Provided data:
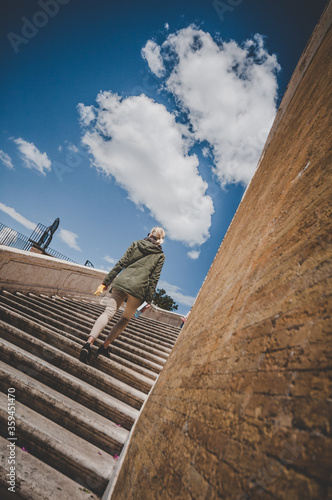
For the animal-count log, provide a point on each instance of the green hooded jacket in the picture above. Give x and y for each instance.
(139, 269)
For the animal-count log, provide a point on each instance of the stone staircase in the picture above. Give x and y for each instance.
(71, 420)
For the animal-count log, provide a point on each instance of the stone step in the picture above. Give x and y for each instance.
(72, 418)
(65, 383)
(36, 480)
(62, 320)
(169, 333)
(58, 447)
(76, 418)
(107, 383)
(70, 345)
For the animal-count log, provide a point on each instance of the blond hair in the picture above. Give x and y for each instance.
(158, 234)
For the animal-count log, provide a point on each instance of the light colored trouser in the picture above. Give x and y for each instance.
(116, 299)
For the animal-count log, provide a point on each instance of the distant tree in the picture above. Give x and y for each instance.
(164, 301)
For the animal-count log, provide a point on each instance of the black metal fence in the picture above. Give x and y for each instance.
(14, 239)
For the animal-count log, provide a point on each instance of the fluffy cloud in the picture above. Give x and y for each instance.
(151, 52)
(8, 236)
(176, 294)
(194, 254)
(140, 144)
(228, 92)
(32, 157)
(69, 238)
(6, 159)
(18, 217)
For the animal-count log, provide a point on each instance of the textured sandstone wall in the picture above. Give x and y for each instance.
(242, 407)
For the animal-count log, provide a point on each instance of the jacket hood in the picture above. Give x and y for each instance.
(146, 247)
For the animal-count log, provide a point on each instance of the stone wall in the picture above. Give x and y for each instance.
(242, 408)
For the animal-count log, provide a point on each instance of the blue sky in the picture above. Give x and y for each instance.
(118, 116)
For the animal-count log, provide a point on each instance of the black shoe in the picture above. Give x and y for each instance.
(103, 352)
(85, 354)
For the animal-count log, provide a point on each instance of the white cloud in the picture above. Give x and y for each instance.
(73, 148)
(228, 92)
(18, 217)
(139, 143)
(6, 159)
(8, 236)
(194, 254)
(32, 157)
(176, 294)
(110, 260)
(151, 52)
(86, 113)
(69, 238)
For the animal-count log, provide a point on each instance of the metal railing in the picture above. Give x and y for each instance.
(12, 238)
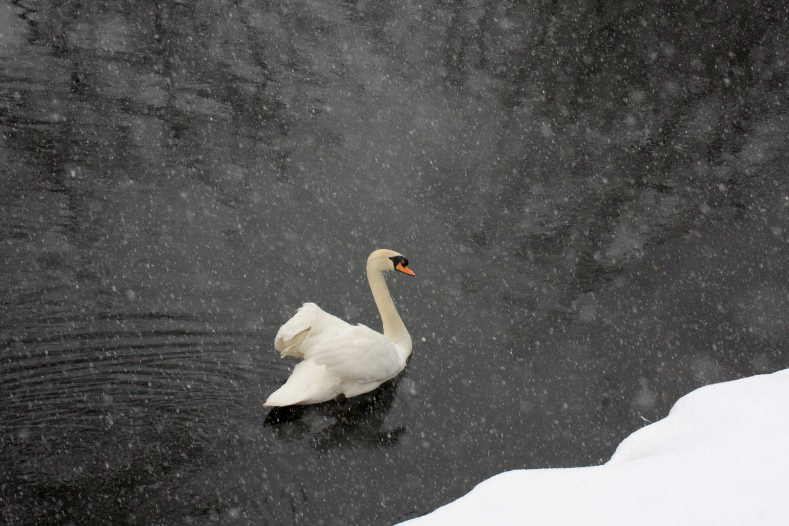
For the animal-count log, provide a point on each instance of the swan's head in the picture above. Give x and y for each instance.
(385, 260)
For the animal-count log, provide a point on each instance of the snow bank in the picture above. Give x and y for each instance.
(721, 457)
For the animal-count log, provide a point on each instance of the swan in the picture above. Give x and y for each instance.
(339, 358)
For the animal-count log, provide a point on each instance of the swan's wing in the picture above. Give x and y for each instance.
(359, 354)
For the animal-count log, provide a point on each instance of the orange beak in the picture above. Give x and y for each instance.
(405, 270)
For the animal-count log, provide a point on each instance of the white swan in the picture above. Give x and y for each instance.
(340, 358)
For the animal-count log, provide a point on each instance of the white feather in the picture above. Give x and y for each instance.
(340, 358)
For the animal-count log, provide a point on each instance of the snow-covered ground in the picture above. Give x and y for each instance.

What to work on:
Without including the pictures, return each record above exactly as it stands.

Exercise response:
For the animal-count log, provide a point on each instance of the green hooded jacket in the picture above. Give x and y for each instance.
(139, 269)
For the animal-count log, provide a point on each instance of the stone staircase in the picture above. Give x and y for each instance.
(71, 420)
For the animal-count log, provide a point on each instance of the stone step in the picture above. Give x and y for each instance.
(72, 418)
(65, 383)
(36, 480)
(62, 320)
(169, 333)
(58, 447)
(76, 418)
(107, 383)
(70, 345)
For the animal-count log, provide a point on each instance of the blond hair in the picture above. Give x and y for each instance.
(158, 234)
For the animal-count log, provide a point on each instance of the light colored trouser in the picture above. Give x and y for each instance.
(116, 299)
For the animal-count log, provide a point on each instance of the distant tree in the picture above. Give x and y for each instance.
(164, 301)
For the animal-count log, provide a point on each instance of the black metal fence in the picture above. Give x and y for each instance.
(14, 239)
For the animal-count log, provide a point on each instance of the fluffy cloud in the picture above. Give x and y for each instance.
(151, 52)
(8, 236)
(176, 294)
(194, 254)
(140, 144)
(228, 92)
(32, 157)
(69, 238)
(6, 159)
(18, 217)
For the animal-count log, provide a point on each instance of the textured sandstone wall in the picture above. Give x and y for each instance.
(242, 407)
For the animal-count log, provide a point on each instance of the jacket hood in the picture above. Give x and y for each instance.
(146, 247)
For the animal-count log, provide a point on each instance of the stone wall in the picture above. Give x and y for each instance.
(242, 408)
For the animal-count log, provide a point on each instance of the blue sky in the picture above. Give x and y for each instance.
(118, 116)
For the animal-count log, provide a point on each instance of the black shoe in the picture above. Give x and y for each instance.
(103, 352)
(85, 354)
For the animal-count log, provide a point on each instance of the white cloud in the picture above. Give x and y for each instance.
(73, 148)
(228, 92)
(18, 217)
(139, 143)
(6, 159)
(8, 236)
(194, 254)
(32, 157)
(176, 294)
(110, 260)
(151, 52)
(86, 113)
(69, 238)
For the animal-count log, provide a point on each instance of the metal railing in the picture above. Give x and y for each instance.
(12, 238)
For the animal-count log, provide a point on each instance of the swan's head in the picture above. Give x and y for each instance.
(385, 260)
For the animal-count log, provide a point on each instance of the snow bank in the picture above. Give x and y for each instance.
(721, 457)
For the animal-count log, provide a point on each instance of the swan in the picture above. Give x and y for each instance.
(339, 358)
For the animal-count log, provide a point on each instance of the swan's wing in the picture above. Give x and y for each instance.
(359, 354)
For the animal-count log, provide a point on each instance of the orange beak in the picture above. Give x and y for each instance.
(405, 270)
For the animal-count log, provide a point on each instance of the white swan in the picture above. Give x and y for each instance.
(340, 358)
For the animal-count log, provide a point on each instance of the white feather in the picture above. Give x and y for each instance.
(340, 358)
For the animal-count log, provide a point on each instance of the snow-covered ground in the picture above. Give x and y for each instance.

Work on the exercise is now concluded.